**Цитируемый отрывок**

…Эта кличка ныне забыта и кажется нам странной и почти непонятной. Между тем в те дни мы принимали ее с трепетом. Мы даже ждали иногда, когда же нас столкнут с поезда. От нас требовали, чтобы мы воспевали поезд, кондукторами и машинистами на котором были рапповцы. Я думаю, мы пели искренними голосами, но им, рапповцам, наше пение казалось недостаточным. А мы, восхищенные революцией, не замечали своего унизительного состояния.
…Я-то, положим, замечал. Но я считал себя в какой-то степени виноватым перед той абстрактно безгрешной и безошибочной революцией, которую якобы представляли рапповцы и которой никогда не было…»
До совместной работы в журнале Всеволод Иванов и Фадеев встречались в издательстве «Круг». Всеволод Иванов вспоминал:
«Возле шведских бюро, сдвинутых вместе, стоял Б. Пильняк, писатель в те дни почти уже знаменитый. Он только что приехал из-за границы, черепаховые его очки, под рыжими волосами головы и бровей, особенно велики, — мы еще носили крошечные пенсне; он — в сером, и это тоже редкость. Бас Б. Пастернака слышался рядом. К ним подошел Бабель, в простой толстовке, начал шутить, и они засмеялись. В другом конце комнаты, вокруг Демьяна Бедного, превосходного и остроумного рассказчика, — Безыменский, Киршон, Веселый, Светлов.

**Исходные данные**

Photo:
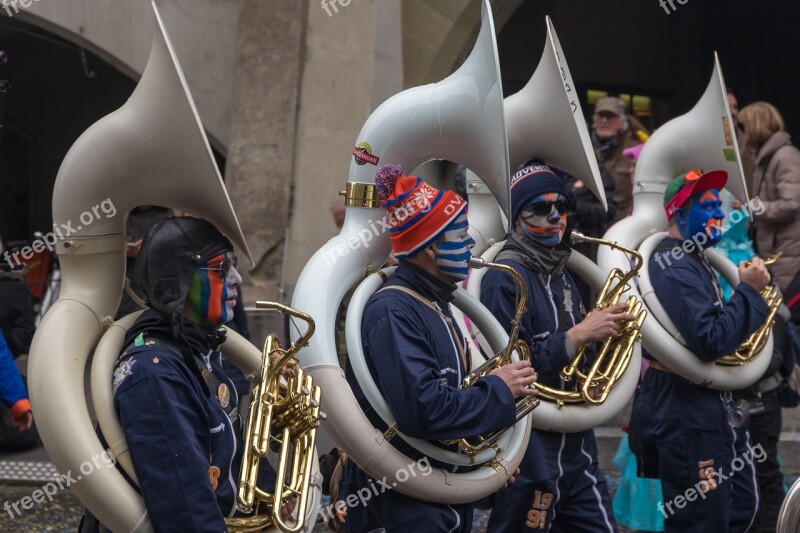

**Задание 1**
Пожалуйста, назовите по отрывку место, где Всеволод Иванов и Фадеев встречались до совместной работы в журнале.
**Задание 2**
Определите, соответствуют ли отрывку утверждения: (а) Пильняк незадолго до описанной встречи вернулся из-за границы; (б) Бабель был одет в серое; (в) рапповцы считали пение достаточным. Для каждого ответьте «да» или «нет» и дословно приведите слова отрывка, которые это решают.
Отвечайте, опираясь только на отрывок.

**Полный ответ 1**
В издательстве «Круг».

**Полный ответ 2**
(а) Да: «Он только что приехал из-за границы».
(б) Нет: «К ним подошел Бабель, в простой толстовке».
(в) Нет: «но им, рапповцам, наше пение казалось недостаточным».